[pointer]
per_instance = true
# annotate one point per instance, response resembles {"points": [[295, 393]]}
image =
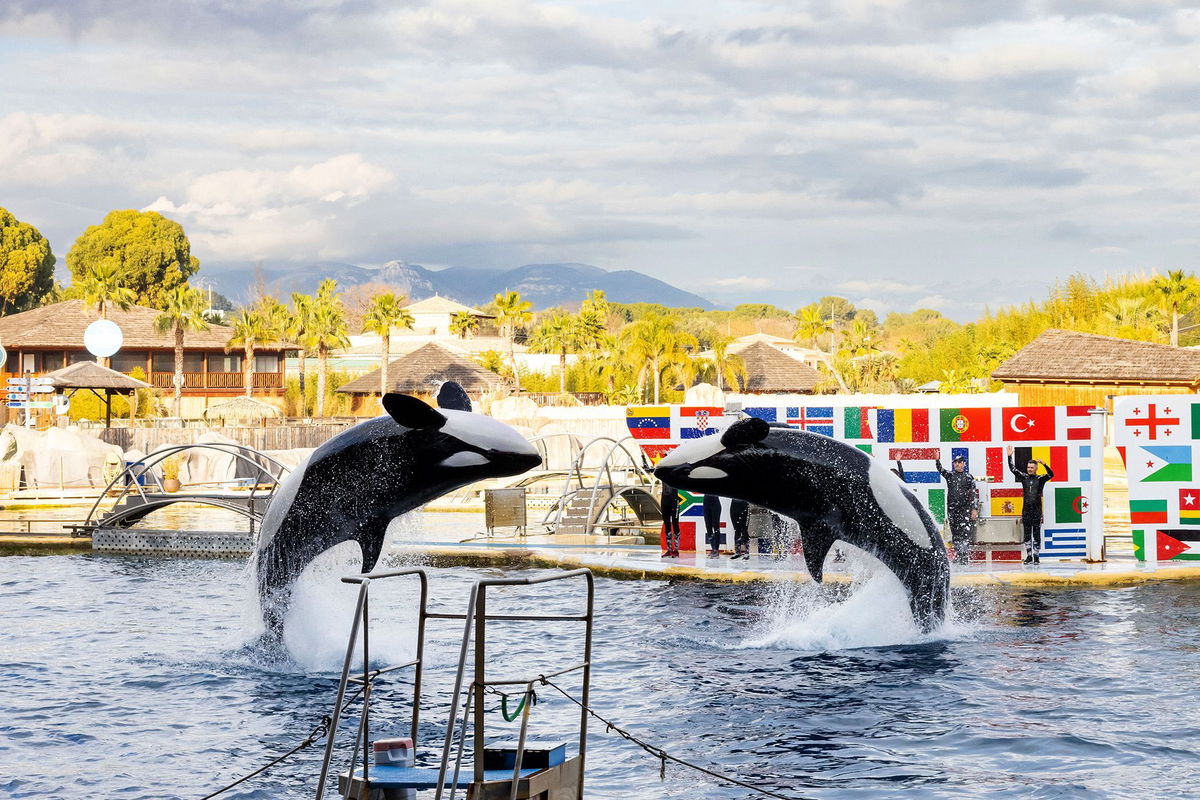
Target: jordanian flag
{"points": [[965, 423], [1143, 512], [1068, 504], [1167, 545]]}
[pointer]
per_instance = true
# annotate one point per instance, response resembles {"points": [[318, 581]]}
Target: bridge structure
{"points": [[138, 489]]}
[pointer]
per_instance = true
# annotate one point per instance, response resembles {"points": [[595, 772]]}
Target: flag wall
{"points": [[1158, 437], [1056, 434]]}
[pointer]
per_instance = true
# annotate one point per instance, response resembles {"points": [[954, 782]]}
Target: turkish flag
{"points": [[1027, 423]]}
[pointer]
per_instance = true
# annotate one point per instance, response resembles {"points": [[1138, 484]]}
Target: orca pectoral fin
{"points": [[817, 539]]}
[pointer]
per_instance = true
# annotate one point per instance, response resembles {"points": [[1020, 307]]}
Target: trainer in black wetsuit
{"points": [[671, 521], [1031, 504], [961, 506]]}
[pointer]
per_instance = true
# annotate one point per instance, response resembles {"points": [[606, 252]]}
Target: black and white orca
{"points": [[360, 480], [833, 491]]}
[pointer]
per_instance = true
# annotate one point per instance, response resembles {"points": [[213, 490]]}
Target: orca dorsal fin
{"points": [[819, 537], [454, 397], [413, 413]]}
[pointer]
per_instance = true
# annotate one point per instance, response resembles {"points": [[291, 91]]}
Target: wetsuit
{"points": [[713, 523], [671, 519], [1031, 509], [961, 498], [739, 511]]}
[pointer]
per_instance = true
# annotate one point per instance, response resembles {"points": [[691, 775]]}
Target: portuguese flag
{"points": [[1068, 504], [1147, 511], [965, 423]]}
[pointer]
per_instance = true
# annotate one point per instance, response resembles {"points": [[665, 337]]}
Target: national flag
{"points": [[994, 462], [1159, 464], [817, 419], [1027, 423], [1079, 422], [965, 423], [1165, 545], [1155, 422], [696, 422], [765, 413], [924, 458], [857, 425], [1143, 512], [1069, 504], [648, 421], [1065, 542], [1189, 506], [1006, 503], [1056, 457], [903, 423]]}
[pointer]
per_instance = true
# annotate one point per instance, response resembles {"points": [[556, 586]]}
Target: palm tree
{"points": [[558, 334], [660, 347], [387, 311], [1175, 289], [328, 332], [251, 328], [513, 312], [183, 311], [463, 324]]}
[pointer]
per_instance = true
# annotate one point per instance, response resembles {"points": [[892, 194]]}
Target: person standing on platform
{"points": [[713, 524], [671, 521], [1031, 503], [961, 506], [739, 512]]}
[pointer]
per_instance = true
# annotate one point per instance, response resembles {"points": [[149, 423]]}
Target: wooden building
{"points": [[1069, 368], [51, 337]]}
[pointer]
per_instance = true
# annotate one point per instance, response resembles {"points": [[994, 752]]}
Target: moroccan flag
{"points": [[903, 423], [1006, 503], [1068, 504], [1167, 545], [858, 425], [1143, 512], [1189, 506], [965, 423], [1056, 457], [1027, 423]]}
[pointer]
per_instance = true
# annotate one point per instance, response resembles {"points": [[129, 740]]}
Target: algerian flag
{"points": [[1159, 463]]}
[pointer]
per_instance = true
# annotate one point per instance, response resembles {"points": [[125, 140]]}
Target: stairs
{"points": [[575, 515]]}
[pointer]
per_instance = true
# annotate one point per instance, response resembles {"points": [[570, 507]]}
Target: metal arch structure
{"points": [[133, 503]]}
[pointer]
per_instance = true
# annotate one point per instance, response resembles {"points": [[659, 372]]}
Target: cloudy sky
{"points": [[951, 154]]}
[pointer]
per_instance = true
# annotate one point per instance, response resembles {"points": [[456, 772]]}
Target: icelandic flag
{"points": [[817, 419]]}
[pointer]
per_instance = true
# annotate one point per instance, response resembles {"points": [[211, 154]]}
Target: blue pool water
{"points": [[131, 678]]}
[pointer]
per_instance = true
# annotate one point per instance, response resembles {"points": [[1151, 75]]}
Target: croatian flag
{"points": [[816, 419]]}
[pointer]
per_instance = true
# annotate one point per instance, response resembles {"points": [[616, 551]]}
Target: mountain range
{"points": [[544, 284]]}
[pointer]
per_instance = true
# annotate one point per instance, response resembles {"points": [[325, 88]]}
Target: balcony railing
{"points": [[217, 380]]}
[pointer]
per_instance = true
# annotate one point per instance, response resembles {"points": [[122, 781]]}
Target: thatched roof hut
{"points": [[1069, 368], [772, 372], [423, 370]]}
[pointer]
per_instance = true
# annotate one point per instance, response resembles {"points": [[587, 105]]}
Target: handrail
{"points": [[360, 615]]}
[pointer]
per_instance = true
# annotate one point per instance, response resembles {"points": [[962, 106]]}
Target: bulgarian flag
{"points": [[965, 423]]}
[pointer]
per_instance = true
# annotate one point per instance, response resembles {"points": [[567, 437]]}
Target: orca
{"points": [[833, 491], [364, 477]]}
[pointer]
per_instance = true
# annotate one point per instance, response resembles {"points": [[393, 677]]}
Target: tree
{"points": [[251, 328], [384, 312], [328, 332], [558, 334], [463, 324], [511, 313], [183, 311], [1175, 290], [151, 252], [27, 265]]}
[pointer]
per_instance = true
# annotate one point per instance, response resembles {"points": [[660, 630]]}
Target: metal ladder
{"points": [[474, 629]]}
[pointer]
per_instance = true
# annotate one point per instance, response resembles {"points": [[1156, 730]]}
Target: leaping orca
{"points": [[833, 491], [364, 477]]}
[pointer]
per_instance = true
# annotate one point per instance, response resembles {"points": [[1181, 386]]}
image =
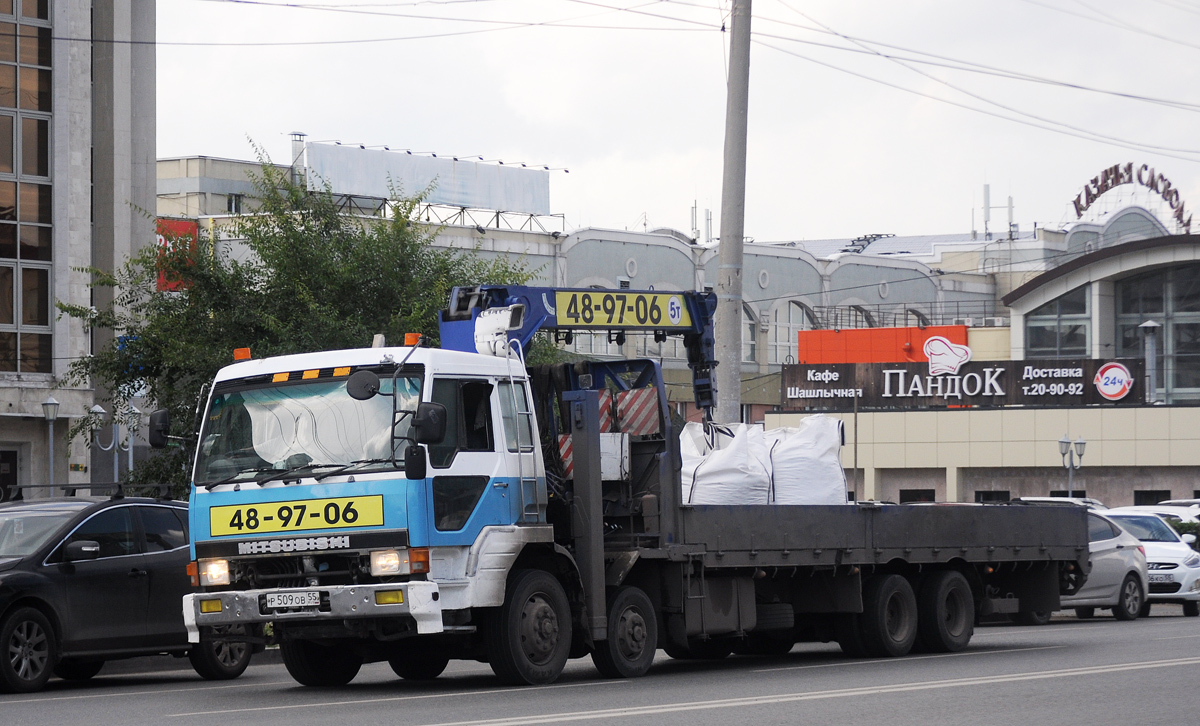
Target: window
{"points": [[513, 400], [163, 528], [1151, 497], [1060, 328], [112, 529], [1099, 529], [997, 496], [454, 499], [468, 419]]}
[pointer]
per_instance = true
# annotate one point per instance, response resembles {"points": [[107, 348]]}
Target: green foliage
{"points": [[317, 280]]}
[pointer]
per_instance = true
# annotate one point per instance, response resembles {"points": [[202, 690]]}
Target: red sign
{"points": [[171, 234], [874, 345]]}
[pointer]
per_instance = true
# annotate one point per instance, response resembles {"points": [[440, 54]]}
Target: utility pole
{"points": [[733, 201]]}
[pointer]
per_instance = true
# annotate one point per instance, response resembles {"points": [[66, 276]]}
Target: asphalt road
{"points": [[1093, 672]]}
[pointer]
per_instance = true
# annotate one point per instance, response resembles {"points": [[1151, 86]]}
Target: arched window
{"points": [[789, 319]]}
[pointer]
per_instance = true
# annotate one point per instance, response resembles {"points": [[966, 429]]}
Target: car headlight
{"points": [[214, 571]]}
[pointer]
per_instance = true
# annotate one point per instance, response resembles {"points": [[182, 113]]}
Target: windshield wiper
{"points": [[353, 465]]}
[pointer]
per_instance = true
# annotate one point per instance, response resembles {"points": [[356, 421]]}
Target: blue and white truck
{"points": [[417, 505]]}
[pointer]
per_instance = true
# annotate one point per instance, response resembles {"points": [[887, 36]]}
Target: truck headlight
{"points": [[389, 562], [214, 571]]}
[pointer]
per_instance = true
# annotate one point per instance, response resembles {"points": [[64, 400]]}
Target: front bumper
{"points": [[351, 601]]}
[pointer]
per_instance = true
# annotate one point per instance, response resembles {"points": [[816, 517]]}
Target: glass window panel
{"points": [[35, 89], [6, 297], [35, 46], [35, 297], [7, 162], [36, 9], [35, 203], [35, 353], [35, 243], [9, 87], [1074, 303], [7, 41], [35, 147]]}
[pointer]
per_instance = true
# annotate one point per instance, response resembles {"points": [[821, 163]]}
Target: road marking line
{"points": [[124, 694], [393, 699], [911, 658], [649, 711]]}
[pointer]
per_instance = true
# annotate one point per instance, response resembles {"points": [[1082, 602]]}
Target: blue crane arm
{"points": [[586, 310]]}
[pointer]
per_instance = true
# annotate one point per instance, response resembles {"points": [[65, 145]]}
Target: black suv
{"points": [[85, 580]]}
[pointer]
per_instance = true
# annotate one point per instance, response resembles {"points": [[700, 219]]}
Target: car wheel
{"points": [[316, 665], [1131, 599], [78, 670], [221, 660], [28, 652], [633, 636]]}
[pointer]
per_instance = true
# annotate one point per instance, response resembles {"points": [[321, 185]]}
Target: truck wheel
{"points": [[946, 612], [78, 670], [633, 636], [317, 665], [221, 660], [849, 633], [28, 652], [889, 616], [529, 637], [1131, 600]]}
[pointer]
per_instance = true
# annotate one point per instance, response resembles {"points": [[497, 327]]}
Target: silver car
{"points": [[1119, 577]]}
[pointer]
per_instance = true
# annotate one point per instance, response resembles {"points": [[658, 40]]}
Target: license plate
{"points": [[301, 599], [291, 516]]}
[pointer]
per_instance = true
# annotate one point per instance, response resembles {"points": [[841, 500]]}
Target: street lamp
{"points": [[1068, 460], [51, 411]]}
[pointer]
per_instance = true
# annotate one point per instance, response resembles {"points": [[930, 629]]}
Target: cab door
{"points": [[468, 483]]}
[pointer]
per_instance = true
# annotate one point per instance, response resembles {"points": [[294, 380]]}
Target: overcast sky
{"points": [[630, 96]]}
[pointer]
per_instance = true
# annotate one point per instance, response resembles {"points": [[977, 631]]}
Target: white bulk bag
{"points": [[732, 469], [805, 462]]}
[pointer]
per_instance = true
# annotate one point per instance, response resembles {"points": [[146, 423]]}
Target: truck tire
{"points": [[528, 639], [946, 612], [633, 636], [78, 670], [221, 660], [28, 652], [847, 630], [1131, 599], [418, 665], [318, 666], [889, 616]]}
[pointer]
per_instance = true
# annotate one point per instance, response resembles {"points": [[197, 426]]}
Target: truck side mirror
{"points": [[363, 385], [81, 550], [414, 462], [429, 424], [160, 426]]}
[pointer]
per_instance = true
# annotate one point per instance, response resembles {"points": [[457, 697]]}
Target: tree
{"points": [[317, 280]]}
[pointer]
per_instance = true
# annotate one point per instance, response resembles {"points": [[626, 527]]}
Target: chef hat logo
{"points": [[945, 357]]}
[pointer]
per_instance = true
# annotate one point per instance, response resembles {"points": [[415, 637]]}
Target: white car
{"points": [[1117, 577], [1174, 565]]}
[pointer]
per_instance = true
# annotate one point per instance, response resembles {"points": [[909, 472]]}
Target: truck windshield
{"points": [[298, 425]]}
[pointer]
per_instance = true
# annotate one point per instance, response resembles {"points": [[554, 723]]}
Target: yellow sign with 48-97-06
{"points": [[287, 516], [619, 309]]}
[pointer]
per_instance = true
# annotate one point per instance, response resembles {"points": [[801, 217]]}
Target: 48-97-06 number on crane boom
{"points": [[618, 309]]}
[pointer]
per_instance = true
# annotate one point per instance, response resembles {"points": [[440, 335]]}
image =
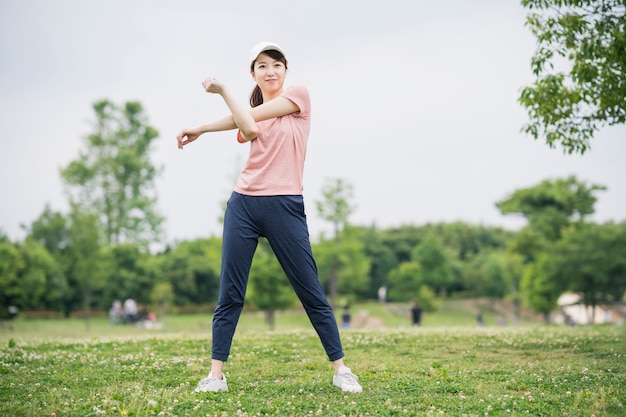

══════

> **DIRECTIVE**: Count the lines in the material above that contain the word "windshield", and give only the number.

> **RESULT OF THE EXERCISE**: 2